### TEXT SHOWN

The concept of "fairness" that I talked about in my previous post applies here. If two companies submit proposals in response to an RFP seeking to acquire 1,000 Widgets and Company A responds with a price of $10,000 while Company B responds with a price of $20,000, the government is required to chose Company A because they are cheaper. However, if Company B is a small business/minority-owned business/service-disabled-veteran-owned-business/etc, the contracting officer can choose Company B because it fulfills other requirements to support those types of businesses.
I could see some small cases where the government would restrict the size of the company responding to an RFP, but there are also ways around that. The small business can contact the contracting office and protest saying they were unfairly considered for that acquisition and usually will win.
The key to the Federal Acquisition Regulations (FAR) is that they try in earnest to support and encourage fairness when awarding contracts. Furthermore, the government goes out of its way to give the "underdog" a better-than-equal chance at winning the contract.

######

• **STATED EXERCISE 1**: Collect every line of the listing below that contains the string "floor". Case matters.

### DATA PROVIDED

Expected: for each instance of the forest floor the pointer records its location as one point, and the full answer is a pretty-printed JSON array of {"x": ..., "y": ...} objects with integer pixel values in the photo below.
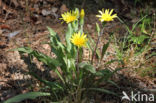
[{"x": 18, "y": 29}]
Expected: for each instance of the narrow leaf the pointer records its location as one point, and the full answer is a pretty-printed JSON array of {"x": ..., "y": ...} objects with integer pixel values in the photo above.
[{"x": 30, "y": 95}]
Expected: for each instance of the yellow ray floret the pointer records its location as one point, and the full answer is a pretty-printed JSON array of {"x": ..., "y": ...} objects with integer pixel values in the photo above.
[
  {"x": 69, "y": 16},
  {"x": 106, "y": 15},
  {"x": 79, "y": 39}
]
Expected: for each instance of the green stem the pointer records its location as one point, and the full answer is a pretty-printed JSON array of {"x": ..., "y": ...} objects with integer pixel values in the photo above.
[{"x": 94, "y": 52}]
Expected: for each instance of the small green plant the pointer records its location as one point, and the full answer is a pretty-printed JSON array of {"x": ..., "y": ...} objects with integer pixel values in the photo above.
[{"x": 77, "y": 81}]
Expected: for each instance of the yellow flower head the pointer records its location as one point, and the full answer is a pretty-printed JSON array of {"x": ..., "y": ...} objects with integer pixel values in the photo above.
[
  {"x": 69, "y": 16},
  {"x": 106, "y": 15},
  {"x": 82, "y": 13},
  {"x": 79, "y": 39}
]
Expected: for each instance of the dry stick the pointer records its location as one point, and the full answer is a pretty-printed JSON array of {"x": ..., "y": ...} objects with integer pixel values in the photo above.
[{"x": 94, "y": 52}]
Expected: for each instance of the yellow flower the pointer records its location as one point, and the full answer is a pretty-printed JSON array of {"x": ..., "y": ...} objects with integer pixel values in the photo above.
[
  {"x": 106, "y": 15},
  {"x": 79, "y": 39},
  {"x": 69, "y": 16},
  {"x": 82, "y": 13}
]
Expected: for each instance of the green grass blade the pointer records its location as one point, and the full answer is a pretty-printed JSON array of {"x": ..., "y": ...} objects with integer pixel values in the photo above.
[{"x": 30, "y": 95}]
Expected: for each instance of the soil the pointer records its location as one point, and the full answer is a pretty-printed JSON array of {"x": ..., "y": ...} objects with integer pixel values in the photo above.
[{"x": 30, "y": 30}]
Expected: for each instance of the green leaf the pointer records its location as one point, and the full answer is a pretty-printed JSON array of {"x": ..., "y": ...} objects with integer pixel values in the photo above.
[
  {"x": 91, "y": 44},
  {"x": 87, "y": 66},
  {"x": 103, "y": 90},
  {"x": 104, "y": 49},
  {"x": 30, "y": 95},
  {"x": 53, "y": 85}
]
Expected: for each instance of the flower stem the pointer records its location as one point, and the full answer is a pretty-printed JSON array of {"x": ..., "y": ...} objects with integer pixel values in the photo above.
[{"x": 94, "y": 52}]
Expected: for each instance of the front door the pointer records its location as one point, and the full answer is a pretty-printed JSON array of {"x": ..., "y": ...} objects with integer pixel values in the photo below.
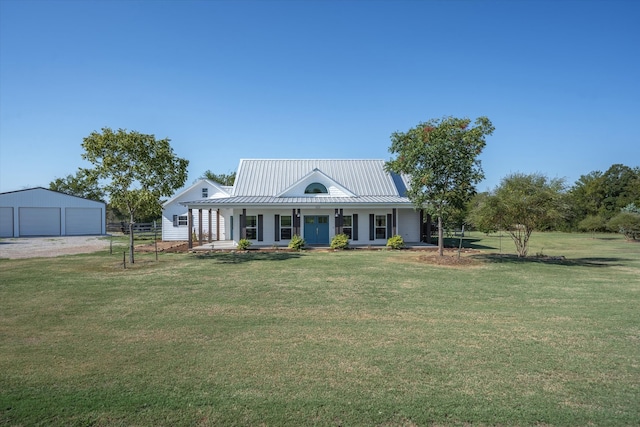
[{"x": 316, "y": 229}]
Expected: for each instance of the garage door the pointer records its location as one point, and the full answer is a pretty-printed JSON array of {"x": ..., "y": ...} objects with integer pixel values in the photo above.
[
  {"x": 83, "y": 221},
  {"x": 6, "y": 222},
  {"x": 39, "y": 221}
]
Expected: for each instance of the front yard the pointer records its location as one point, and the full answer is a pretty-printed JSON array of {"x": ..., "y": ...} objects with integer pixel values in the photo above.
[{"x": 325, "y": 338}]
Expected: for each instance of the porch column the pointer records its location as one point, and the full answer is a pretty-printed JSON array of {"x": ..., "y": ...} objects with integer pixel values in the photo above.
[
  {"x": 425, "y": 227},
  {"x": 189, "y": 227},
  {"x": 394, "y": 221},
  {"x": 210, "y": 237},
  {"x": 200, "y": 227},
  {"x": 243, "y": 224}
]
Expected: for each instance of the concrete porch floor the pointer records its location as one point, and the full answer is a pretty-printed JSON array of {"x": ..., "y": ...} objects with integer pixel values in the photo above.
[{"x": 230, "y": 245}]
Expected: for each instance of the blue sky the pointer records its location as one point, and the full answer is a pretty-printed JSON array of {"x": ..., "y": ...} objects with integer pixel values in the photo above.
[{"x": 226, "y": 80}]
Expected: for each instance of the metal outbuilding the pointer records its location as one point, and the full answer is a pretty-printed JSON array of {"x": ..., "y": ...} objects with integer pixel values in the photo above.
[{"x": 42, "y": 212}]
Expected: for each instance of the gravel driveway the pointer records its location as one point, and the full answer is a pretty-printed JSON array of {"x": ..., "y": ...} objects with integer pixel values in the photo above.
[{"x": 31, "y": 247}]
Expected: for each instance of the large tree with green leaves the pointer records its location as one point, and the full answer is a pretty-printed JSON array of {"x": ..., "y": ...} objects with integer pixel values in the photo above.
[
  {"x": 440, "y": 157},
  {"x": 521, "y": 204},
  {"x": 79, "y": 185},
  {"x": 135, "y": 170}
]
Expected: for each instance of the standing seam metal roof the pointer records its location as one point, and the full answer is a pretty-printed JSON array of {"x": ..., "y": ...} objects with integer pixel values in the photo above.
[{"x": 269, "y": 177}]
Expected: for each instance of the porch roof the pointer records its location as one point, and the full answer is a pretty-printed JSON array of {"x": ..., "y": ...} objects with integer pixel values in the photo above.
[{"x": 270, "y": 201}]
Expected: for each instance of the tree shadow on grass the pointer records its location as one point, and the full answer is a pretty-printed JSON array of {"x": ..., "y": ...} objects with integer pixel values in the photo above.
[
  {"x": 242, "y": 257},
  {"x": 569, "y": 262}
]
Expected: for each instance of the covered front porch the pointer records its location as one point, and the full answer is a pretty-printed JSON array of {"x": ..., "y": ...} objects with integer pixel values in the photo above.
[{"x": 272, "y": 227}]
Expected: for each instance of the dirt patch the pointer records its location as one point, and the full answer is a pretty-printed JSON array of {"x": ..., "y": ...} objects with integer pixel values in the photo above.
[{"x": 32, "y": 247}]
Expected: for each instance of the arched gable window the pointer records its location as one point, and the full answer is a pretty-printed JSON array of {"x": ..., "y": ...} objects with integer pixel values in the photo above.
[{"x": 315, "y": 188}]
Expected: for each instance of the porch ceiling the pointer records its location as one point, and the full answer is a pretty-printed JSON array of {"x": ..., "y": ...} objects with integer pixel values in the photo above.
[{"x": 269, "y": 201}]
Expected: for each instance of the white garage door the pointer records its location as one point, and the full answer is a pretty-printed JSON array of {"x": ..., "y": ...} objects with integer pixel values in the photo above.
[
  {"x": 6, "y": 222},
  {"x": 39, "y": 221},
  {"x": 83, "y": 221}
]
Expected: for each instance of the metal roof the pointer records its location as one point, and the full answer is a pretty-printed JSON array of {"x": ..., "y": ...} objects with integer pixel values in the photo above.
[
  {"x": 262, "y": 182},
  {"x": 269, "y": 177},
  {"x": 304, "y": 201}
]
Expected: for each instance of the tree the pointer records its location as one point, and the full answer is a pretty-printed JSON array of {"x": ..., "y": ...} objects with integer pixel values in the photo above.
[
  {"x": 604, "y": 194},
  {"x": 592, "y": 223},
  {"x": 475, "y": 217},
  {"x": 136, "y": 170},
  {"x": 224, "y": 179},
  {"x": 440, "y": 157},
  {"x": 79, "y": 185},
  {"x": 522, "y": 204}
]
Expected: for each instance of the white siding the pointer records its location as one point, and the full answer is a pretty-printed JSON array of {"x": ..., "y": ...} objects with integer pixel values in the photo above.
[
  {"x": 6, "y": 222},
  {"x": 40, "y": 222},
  {"x": 409, "y": 225},
  {"x": 171, "y": 232},
  {"x": 83, "y": 221}
]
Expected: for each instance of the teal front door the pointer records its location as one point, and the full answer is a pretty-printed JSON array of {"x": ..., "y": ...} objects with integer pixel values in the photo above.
[{"x": 316, "y": 229}]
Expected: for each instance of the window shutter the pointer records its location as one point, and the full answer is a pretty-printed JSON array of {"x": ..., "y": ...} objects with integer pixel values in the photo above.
[
  {"x": 354, "y": 227},
  {"x": 372, "y": 225}
]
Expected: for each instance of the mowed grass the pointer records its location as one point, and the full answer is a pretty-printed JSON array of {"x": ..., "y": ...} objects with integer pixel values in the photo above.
[{"x": 325, "y": 338}]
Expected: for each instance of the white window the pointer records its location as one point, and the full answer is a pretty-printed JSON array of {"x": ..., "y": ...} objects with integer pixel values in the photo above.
[{"x": 180, "y": 220}]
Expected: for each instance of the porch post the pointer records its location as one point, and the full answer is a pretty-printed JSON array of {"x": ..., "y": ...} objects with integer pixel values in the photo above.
[
  {"x": 243, "y": 224},
  {"x": 218, "y": 224},
  {"x": 189, "y": 226},
  {"x": 200, "y": 227},
  {"x": 209, "y": 237}
]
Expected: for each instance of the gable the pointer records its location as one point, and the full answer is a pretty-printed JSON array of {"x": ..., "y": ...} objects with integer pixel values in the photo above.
[
  {"x": 316, "y": 180},
  {"x": 285, "y": 177},
  {"x": 195, "y": 192}
]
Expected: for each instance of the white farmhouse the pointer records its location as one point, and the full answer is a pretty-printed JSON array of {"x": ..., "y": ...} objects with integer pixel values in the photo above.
[{"x": 275, "y": 199}]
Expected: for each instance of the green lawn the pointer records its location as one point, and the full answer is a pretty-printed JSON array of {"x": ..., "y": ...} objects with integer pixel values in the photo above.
[{"x": 325, "y": 338}]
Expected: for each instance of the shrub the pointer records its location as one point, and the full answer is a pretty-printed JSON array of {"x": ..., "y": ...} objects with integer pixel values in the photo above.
[
  {"x": 395, "y": 242},
  {"x": 243, "y": 244},
  {"x": 340, "y": 241},
  {"x": 296, "y": 243}
]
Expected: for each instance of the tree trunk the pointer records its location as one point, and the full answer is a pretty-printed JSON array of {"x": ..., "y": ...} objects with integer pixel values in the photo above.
[
  {"x": 440, "y": 237},
  {"x": 131, "y": 260}
]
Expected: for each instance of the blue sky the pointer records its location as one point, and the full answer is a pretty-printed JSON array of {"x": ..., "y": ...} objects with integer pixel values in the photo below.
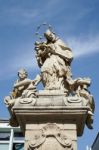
[{"x": 76, "y": 22}]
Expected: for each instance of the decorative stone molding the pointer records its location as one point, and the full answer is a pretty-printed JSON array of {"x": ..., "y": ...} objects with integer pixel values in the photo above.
[{"x": 53, "y": 131}]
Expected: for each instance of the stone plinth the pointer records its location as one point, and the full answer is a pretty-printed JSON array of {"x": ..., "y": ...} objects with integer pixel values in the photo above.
[{"x": 51, "y": 121}]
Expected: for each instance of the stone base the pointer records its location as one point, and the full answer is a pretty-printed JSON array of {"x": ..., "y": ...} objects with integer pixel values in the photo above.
[{"x": 51, "y": 122}]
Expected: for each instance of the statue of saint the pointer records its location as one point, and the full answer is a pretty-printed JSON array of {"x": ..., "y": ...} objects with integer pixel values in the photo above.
[{"x": 54, "y": 58}]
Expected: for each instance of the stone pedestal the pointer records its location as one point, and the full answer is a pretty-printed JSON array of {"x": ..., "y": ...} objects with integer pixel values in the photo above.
[{"x": 51, "y": 121}]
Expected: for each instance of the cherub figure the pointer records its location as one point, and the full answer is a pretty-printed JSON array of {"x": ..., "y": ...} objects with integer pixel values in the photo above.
[
  {"x": 23, "y": 87},
  {"x": 81, "y": 90}
]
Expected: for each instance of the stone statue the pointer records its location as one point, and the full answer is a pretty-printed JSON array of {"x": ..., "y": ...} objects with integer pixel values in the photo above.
[
  {"x": 51, "y": 118},
  {"x": 81, "y": 90},
  {"x": 54, "y": 59},
  {"x": 23, "y": 87}
]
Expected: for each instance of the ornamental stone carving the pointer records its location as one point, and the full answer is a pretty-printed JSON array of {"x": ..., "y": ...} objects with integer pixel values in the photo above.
[{"x": 50, "y": 132}]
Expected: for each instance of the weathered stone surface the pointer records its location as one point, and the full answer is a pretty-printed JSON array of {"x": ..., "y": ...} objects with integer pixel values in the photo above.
[{"x": 51, "y": 119}]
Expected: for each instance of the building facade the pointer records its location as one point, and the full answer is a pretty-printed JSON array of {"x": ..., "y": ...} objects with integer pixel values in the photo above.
[{"x": 10, "y": 138}]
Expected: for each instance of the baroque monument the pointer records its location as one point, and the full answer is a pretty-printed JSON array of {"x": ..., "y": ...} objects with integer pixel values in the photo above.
[{"x": 52, "y": 118}]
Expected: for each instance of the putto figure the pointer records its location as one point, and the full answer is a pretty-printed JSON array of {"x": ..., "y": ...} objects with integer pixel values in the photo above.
[{"x": 54, "y": 57}]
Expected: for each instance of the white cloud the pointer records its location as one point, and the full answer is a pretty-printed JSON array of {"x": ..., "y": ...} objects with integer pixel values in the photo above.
[{"x": 84, "y": 45}]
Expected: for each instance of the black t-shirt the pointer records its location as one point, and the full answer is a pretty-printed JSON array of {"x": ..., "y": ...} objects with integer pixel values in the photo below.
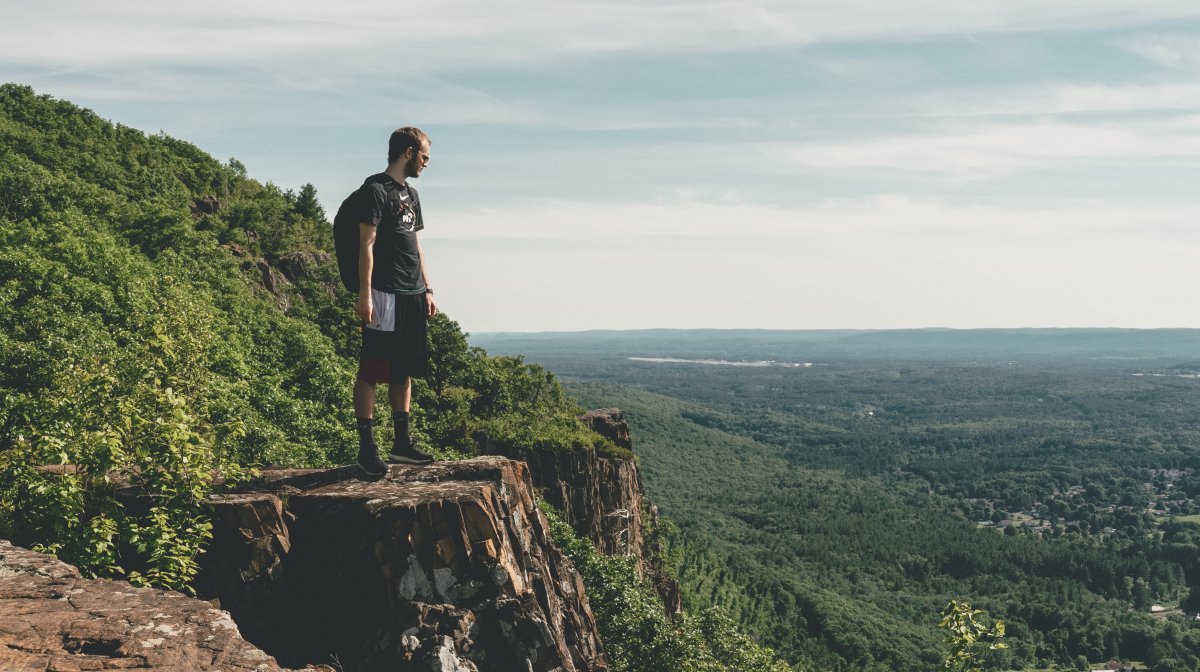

######

• **STATED EXERCISE 2**: Summarize the text above on federal contract awards in two sentences.

• **EXERCISE RESULT 1**:
Expected: for each instance of the forest floor the pointer records its location as one point, and the full answer is a pretty-printed JSON array of {"x": ..., "y": ...} objects with integer pixel values in the photo below.
Expected: for each instance of the concrete porch floor the pointer records its location as one point, and the full answer is a pretty-printed JSON array of {"x": ..., "y": ...} objects with integer pixel values in the photo above.

• **EXERCISE RESULT 2**: When two companies bid on an RFP, the government is generally required to choose the cheaper one, but a contracting officer can pick a pricier small, minority-owned, or service-disabled-veteran-owned business because doing so supports those types of businesses. The Federal Acquisition Regulations try in earnest to encourage fairness in awarding contracts, and the government goes out of its way to give the "underdog" a better-than-equal chance at winning.